*WHAT YOU NEED TO DO:*
For each line below that includes the string "coordinates", show the whole line.

(Collected data)
»»
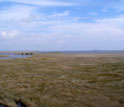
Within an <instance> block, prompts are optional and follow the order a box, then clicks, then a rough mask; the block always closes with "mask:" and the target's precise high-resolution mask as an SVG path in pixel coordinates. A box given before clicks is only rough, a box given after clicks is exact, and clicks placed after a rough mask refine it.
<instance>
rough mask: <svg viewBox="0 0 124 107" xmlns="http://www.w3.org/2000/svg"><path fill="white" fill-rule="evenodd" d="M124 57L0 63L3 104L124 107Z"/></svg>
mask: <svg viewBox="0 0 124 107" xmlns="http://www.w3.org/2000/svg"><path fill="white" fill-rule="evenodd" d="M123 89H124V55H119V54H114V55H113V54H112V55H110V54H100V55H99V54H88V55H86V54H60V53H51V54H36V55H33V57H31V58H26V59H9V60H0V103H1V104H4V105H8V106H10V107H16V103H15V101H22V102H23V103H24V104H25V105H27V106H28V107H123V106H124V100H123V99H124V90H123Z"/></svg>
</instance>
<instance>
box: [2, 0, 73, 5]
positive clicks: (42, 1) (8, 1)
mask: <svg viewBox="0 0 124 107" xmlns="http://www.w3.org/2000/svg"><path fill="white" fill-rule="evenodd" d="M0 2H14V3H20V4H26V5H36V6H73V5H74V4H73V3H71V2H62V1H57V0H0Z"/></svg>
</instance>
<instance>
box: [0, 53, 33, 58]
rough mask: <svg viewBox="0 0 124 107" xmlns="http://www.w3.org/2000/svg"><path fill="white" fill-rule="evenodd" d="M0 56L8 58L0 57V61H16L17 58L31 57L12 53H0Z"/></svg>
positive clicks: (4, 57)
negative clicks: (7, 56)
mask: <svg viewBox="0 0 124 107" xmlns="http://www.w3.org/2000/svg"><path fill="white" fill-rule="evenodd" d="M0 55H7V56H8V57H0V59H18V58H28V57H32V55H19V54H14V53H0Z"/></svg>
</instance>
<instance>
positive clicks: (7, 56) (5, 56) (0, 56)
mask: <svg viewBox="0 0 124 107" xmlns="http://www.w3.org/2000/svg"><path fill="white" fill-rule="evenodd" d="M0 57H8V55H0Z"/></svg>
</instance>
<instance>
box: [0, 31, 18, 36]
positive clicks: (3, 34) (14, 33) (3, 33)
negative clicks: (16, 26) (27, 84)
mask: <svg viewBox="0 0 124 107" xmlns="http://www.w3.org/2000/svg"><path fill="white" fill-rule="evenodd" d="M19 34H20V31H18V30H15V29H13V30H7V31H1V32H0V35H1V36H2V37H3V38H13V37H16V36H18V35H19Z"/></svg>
««
»»
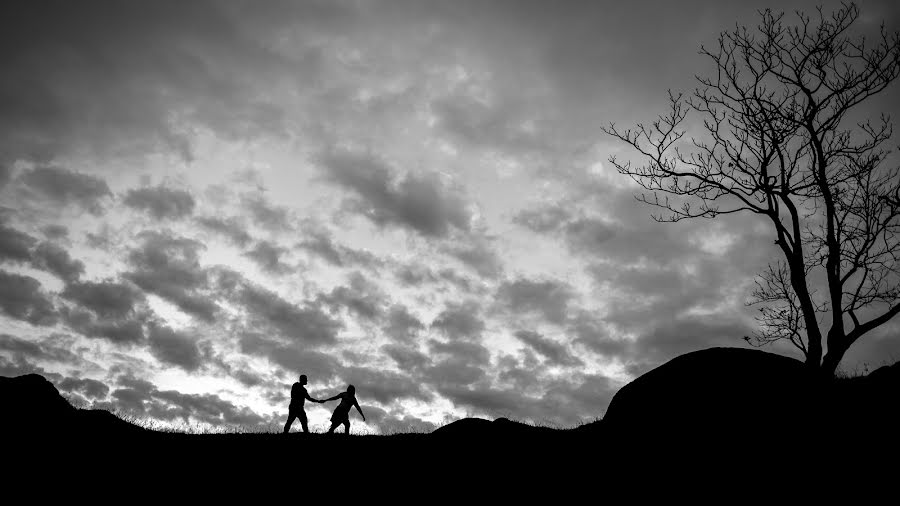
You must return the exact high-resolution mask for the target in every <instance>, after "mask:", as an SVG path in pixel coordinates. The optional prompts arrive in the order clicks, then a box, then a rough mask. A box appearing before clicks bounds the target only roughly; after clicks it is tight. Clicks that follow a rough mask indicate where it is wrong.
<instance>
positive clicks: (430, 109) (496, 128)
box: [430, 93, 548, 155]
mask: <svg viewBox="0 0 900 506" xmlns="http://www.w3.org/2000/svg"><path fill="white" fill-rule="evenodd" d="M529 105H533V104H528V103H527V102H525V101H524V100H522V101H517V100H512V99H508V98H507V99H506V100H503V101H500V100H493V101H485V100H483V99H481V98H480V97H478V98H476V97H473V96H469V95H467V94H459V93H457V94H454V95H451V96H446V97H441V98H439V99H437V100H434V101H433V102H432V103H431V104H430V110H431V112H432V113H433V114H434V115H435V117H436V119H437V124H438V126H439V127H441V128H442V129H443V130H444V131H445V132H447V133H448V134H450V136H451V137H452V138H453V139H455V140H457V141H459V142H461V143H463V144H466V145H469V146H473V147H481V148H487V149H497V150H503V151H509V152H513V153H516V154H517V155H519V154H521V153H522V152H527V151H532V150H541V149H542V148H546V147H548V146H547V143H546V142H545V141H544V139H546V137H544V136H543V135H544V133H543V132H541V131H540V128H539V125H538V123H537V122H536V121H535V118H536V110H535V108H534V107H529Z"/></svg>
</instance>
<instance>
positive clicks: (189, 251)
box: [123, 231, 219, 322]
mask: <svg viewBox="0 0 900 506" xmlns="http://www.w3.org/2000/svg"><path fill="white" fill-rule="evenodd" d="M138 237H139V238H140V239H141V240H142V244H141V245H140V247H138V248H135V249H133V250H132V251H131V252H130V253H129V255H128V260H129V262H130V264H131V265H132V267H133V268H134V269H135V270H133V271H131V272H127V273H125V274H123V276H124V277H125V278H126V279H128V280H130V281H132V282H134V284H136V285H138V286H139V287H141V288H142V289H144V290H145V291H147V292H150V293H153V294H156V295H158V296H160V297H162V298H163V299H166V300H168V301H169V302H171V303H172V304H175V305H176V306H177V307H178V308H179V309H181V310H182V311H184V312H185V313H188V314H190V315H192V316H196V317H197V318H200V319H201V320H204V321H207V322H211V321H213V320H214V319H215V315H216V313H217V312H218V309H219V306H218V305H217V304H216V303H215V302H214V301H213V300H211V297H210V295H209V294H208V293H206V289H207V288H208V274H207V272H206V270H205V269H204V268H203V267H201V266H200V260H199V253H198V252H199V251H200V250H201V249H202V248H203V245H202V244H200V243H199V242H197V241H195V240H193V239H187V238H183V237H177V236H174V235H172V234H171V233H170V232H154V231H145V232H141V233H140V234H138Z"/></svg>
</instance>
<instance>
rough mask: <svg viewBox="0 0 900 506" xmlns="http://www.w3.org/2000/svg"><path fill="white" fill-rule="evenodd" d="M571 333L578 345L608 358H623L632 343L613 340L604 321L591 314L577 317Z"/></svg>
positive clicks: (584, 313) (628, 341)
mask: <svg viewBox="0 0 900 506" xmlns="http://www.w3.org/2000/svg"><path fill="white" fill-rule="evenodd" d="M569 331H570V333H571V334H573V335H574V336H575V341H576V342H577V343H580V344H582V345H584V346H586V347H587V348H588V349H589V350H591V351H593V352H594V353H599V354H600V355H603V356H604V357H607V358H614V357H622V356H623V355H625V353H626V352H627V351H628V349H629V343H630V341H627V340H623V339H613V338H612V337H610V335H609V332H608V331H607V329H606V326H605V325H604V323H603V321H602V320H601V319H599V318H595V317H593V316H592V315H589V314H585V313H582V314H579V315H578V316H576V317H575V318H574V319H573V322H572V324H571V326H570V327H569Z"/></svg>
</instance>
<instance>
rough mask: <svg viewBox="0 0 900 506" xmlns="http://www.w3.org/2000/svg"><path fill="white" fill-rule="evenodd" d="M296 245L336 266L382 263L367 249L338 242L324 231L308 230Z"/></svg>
««
*ANSWER SECTION:*
Within an <instance> block, prompts are optional and follow the order a box, then clicks, then a rough mask; the block always closes with "mask:" and the target's precise high-resolution mask as an SVG path in pixel coordinates. A box given before clicks is only rough, a box given after clicks is exact, and clicks placed after a rough mask refine it.
You must return the exact high-resolution mask for the target in every <instance>, after "mask:", as an SVG path in pixel coordinates. The optional prompts arrive in the order clicks, then a box, then a rough mask. A box appearing before clicks bounds the target only roughly; after clicks it is tight. Clicks that follow a rough mask indicate where it is wrong.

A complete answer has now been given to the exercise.